- Instructions for the task: Reproduce the rows, starting at the first one and ending at the line that contains "270), (272, 263)]", with the requests included. Increase every pixel coordinate in the logged results by 116, leave the requests and their format samples unchanged, and omit the pictures.

- Stored data:

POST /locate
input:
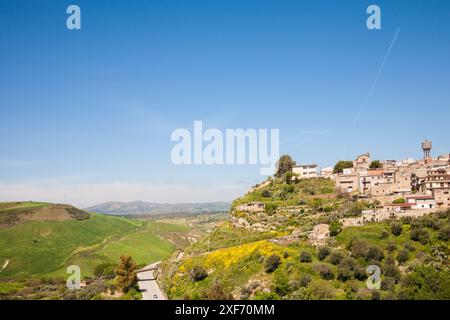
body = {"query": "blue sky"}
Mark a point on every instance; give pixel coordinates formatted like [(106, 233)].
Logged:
[(86, 116)]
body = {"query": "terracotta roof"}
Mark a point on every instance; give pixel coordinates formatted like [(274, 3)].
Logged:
[(400, 205), (420, 197)]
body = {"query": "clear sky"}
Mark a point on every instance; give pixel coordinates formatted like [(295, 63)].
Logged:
[(86, 115)]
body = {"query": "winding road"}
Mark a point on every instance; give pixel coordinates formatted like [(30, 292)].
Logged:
[(148, 285)]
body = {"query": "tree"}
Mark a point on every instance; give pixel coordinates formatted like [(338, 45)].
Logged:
[(280, 284), (198, 273), (375, 164), (336, 257), (420, 234), (444, 233), (323, 252), (126, 277), (305, 256), (106, 270), (305, 280), (284, 164), (266, 193), (396, 228), (403, 256), (341, 165), (272, 263), (335, 228), (216, 292), (375, 253), (325, 271)]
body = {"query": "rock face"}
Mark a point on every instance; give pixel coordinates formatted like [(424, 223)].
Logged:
[(319, 235)]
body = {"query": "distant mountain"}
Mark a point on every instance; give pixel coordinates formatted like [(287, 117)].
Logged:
[(148, 208)]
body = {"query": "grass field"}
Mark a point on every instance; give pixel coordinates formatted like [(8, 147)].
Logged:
[(46, 248)]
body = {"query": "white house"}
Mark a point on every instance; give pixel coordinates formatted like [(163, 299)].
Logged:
[(421, 202), (305, 171)]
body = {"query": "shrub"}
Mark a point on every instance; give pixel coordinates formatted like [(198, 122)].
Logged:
[(305, 280), (444, 233), (325, 271), (336, 257), (391, 246), (323, 252), (106, 270), (358, 247), (403, 256), (216, 292), (322, 290), (421, 235), (360, 273), (344, 272), (374, 252), (409, 246), (335, 228), (396, 228), (305, 256), (387, 283), (280, 284), (198, 273), (266, 193), (284, 164), (126, 278), (390, 270), (272, 263)]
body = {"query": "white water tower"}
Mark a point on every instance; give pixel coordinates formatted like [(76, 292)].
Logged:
[(426, 147)]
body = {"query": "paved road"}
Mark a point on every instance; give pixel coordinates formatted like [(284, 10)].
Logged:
[(148, 286)]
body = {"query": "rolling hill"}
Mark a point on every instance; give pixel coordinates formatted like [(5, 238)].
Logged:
[(148, 208), (42, 239)]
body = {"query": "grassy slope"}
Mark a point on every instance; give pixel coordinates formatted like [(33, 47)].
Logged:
[(46, 248)]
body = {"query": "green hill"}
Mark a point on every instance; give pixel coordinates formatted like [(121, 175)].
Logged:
[(12, 213), (42, 239)]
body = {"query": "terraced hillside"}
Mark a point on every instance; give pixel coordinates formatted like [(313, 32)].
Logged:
[(275, 253)]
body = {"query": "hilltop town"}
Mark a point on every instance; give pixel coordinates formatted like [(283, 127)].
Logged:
[(395, 186), (309, 234)]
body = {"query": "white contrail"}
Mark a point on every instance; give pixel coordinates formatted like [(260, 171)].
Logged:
[(372, 87)]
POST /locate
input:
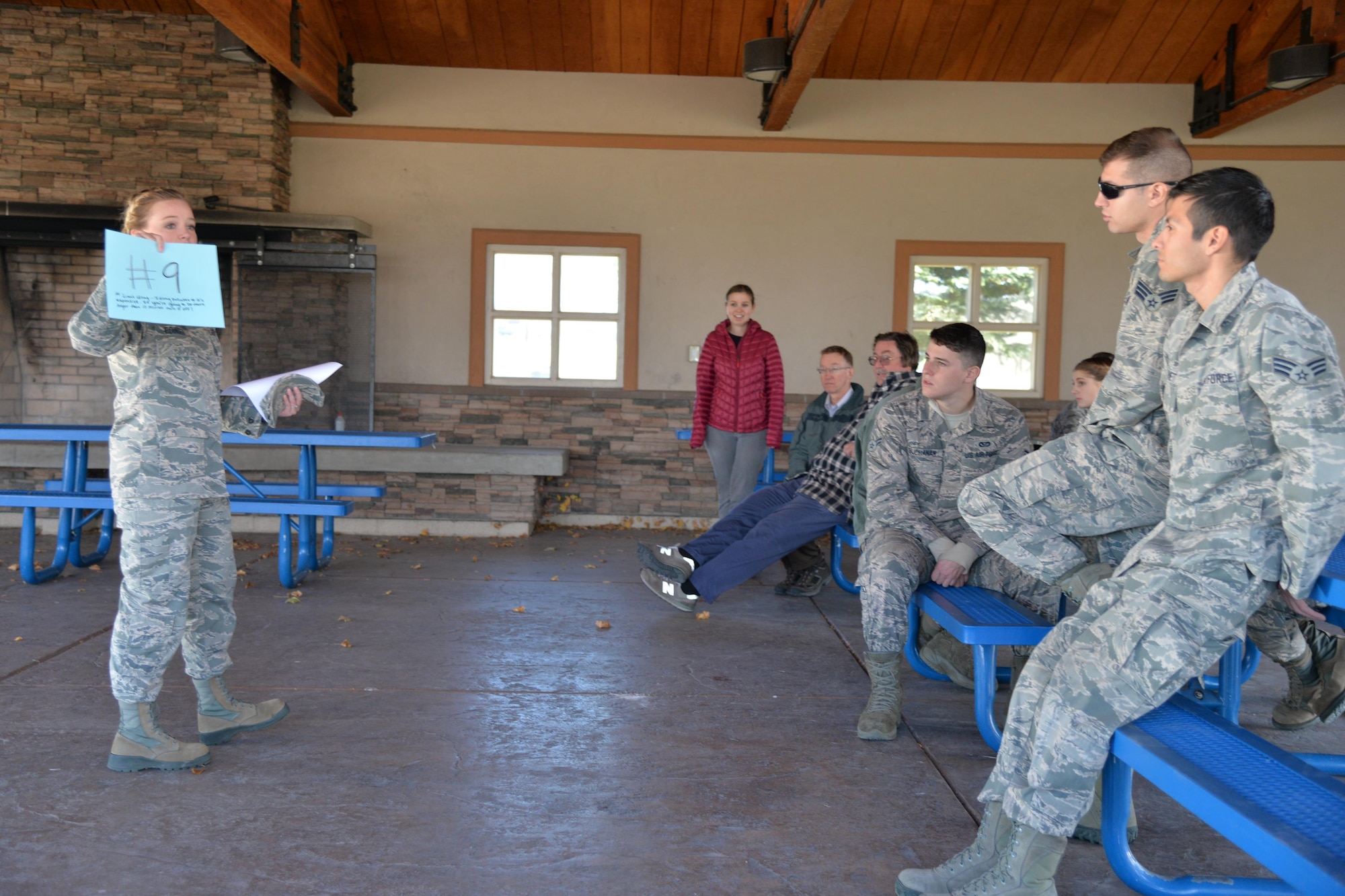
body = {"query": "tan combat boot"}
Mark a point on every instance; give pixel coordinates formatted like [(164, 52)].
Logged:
[(220, 716), (968, 865), (141, 743), (883, 713)]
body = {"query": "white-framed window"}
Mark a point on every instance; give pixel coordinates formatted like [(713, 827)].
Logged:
[(555, 315), (1004, 298)]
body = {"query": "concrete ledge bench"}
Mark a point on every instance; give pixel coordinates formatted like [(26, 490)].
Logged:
[(1281, 810), (71, 525)]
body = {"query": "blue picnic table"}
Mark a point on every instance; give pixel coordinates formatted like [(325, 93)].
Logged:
[(299, 505)]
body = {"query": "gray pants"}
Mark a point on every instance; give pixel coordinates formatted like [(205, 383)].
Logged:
[(738, 458), (177, 591)]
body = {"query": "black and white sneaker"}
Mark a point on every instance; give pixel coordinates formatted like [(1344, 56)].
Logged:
[(810, 581), (669, 591), (669, 563)]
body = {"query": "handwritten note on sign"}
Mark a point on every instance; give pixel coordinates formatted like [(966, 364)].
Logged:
[(178, 286)]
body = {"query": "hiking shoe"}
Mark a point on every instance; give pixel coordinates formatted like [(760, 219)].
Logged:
[(669, 563), (882, 715), (790, 581), (669, 591), (812, 581), (141, 743), (220, 716), (968, 865), (945, 653)]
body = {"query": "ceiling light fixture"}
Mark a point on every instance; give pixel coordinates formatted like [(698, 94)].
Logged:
[(766, 60)]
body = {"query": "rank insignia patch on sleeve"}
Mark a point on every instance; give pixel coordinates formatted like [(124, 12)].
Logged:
[(1152, 298), (1300, 373)]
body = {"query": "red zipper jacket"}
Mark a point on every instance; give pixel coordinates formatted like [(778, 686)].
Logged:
[(739, 388)]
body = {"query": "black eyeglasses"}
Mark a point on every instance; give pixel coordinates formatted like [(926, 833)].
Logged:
[(1113, 192)]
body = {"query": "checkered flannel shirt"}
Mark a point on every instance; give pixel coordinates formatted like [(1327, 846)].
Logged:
[(831, 478)]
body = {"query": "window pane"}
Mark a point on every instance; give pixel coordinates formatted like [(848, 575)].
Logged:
[(1009, 361), (1009, 295), (521, 349), (523, 282), (588, 350), (590, 286), (944, 292)]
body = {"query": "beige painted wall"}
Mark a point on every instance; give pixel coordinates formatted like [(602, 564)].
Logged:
[(813, 233)]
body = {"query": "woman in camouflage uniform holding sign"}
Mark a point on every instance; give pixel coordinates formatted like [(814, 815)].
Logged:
[(170, 497)]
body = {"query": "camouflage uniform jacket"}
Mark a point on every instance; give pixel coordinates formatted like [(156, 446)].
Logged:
[(917, 467), (1257, 404), (860, 493), (169, 416), (1129, 407)]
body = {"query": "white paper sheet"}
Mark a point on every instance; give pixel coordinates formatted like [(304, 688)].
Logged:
[(256, 389)]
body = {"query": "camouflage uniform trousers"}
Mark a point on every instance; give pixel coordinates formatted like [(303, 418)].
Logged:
[(1136, 641), (1039, 510), (895, 564), (177, 588)]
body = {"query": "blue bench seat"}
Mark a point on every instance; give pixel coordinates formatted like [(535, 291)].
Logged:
[(1281, 810)]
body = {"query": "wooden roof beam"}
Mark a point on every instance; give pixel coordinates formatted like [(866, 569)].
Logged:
[(1239, 93), (810, 49), (301, 40)]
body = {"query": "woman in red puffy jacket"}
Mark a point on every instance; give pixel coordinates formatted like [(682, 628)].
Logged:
[(739, 399)]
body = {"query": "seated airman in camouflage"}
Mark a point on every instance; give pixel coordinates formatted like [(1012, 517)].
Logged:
[(925, 447), (169, 493), (1257, 409)]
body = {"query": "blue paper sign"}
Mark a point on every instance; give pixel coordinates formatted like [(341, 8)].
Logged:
[(178, 286)]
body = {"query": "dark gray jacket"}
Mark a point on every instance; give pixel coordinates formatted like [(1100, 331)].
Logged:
[(816, 428)]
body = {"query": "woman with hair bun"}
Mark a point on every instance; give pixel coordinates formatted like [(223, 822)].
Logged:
[(169, 493), (1087, 381), (739, 407)]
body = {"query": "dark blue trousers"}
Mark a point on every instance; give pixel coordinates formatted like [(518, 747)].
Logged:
[(755, 534)]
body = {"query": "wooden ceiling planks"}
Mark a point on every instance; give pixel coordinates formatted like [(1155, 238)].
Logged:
[(1062, 41)]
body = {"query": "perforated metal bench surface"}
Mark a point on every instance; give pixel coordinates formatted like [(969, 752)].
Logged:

- Output of the task:
POST /locate
input:
body = {"query": "blue sky"}
Mark a point on every instance; give pixel coordinates formatted like [(106, 233)].
Logged:
[(202, 232)]
body = {"query": "terracotta roof"}
Mark a point on every instance; give pixel coordinates formatted like [(274, 3)].
Logged:
[(516, 321), (536, 313)]
body = {"query": "clear sky"}
Mark a point on every instance; give pixel coordinates formatted like [(295, 63)].
Logged:
[(202, 231)]
body = {"query": "winding road"}
Mark a point on every instance; give pixel coordinates formatted like [(30, 292)].
Logged:
[(264, 401)]
body = {"query": "tree"}
Mark a point on every instance; give pixel coordinates formatted like [(338, 45)].
Logged:
[(396, 400), (314, 389), (491, 280), (452, 373), (536, 350), (560, 349), (439, 368), (242, 393), (421, 372), (222, 386), (421, 396), (400, 280), (382, 309), (512, 344), (519, 372), (457, 281), (388, 379), (451, 344), (332, 408), (491, 369), (441, 387)]
body = {"query": "rock face"}
Mark a point on every instance; give pixel coordinates formatted like [(424, 223)].
Logged:
[(435, 351)]
body = {"query": "distant mountain"}
Mark a point on every instance; give pixel coordinates formatted like [(287, 117)].
Logged:
[(264, 324)]
body = {"query": "grass field"}
Mark a point on every instance; give pixel coordinates formatted like [(8, 147)].
Logged:
[(162, 364)]
body = {"query": "white house"}
Mark a point on every instance; give pixel coordinates formatted like [(163, 299)].
Logged:
[(537, 318), (421, 287)]
body = {"query": "shrub"}
Mark a point on every instance; give pixel coordinates formatted like [(198, 122)].
Logged:
[(421, 396), (560, 349), (441, 387), (452, 373), (507, 362), (439, 368), (222, 386), (474, 363), (519, 372), (332, 408), (438, 406), (537, 351), (476, 389), (460, 388), (490, 368), (525, 362), (451, 344), (512, 344), (421, 372), (503, 399), (396, 400), (314, 389), (382, 309), (400, 280), (242, 394), (506, 386), (388, 379)]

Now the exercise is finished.